Task goal: Identify and copy out each line below that contains the word "here".

-- start Dataset entries --

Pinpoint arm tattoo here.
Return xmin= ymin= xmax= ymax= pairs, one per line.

-- end Dataset entries --
-- start Dataset entries --

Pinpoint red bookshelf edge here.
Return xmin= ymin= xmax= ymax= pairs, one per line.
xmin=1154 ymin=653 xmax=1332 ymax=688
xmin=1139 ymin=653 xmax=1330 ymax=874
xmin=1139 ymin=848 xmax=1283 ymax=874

-- end Dataset entries --
-- start Dataset entries --

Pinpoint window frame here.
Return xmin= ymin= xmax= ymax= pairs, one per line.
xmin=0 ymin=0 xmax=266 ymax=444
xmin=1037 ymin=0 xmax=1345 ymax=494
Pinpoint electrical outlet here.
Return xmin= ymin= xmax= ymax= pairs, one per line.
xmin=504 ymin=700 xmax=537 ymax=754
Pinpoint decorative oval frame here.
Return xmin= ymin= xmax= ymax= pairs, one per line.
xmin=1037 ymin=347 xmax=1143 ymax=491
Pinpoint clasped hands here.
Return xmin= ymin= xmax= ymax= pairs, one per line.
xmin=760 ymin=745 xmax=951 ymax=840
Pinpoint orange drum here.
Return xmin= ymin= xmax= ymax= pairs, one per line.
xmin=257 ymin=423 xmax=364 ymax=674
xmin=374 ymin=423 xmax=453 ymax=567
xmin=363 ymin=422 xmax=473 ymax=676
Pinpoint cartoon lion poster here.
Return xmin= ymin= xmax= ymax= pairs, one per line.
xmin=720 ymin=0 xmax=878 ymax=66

-- end Dataset entries --

Task output:
Pinpoint arm tattoo here.
Pinpoint red bookshelf edge here.
Pinpoint window frame here.
Pinpoint electrical outlet here.
Pinpoint decorative oval frame here.
Pinpoint clasped hands here.
Pinpoint orange drum here.
Pinpoint cartoon lion poster here.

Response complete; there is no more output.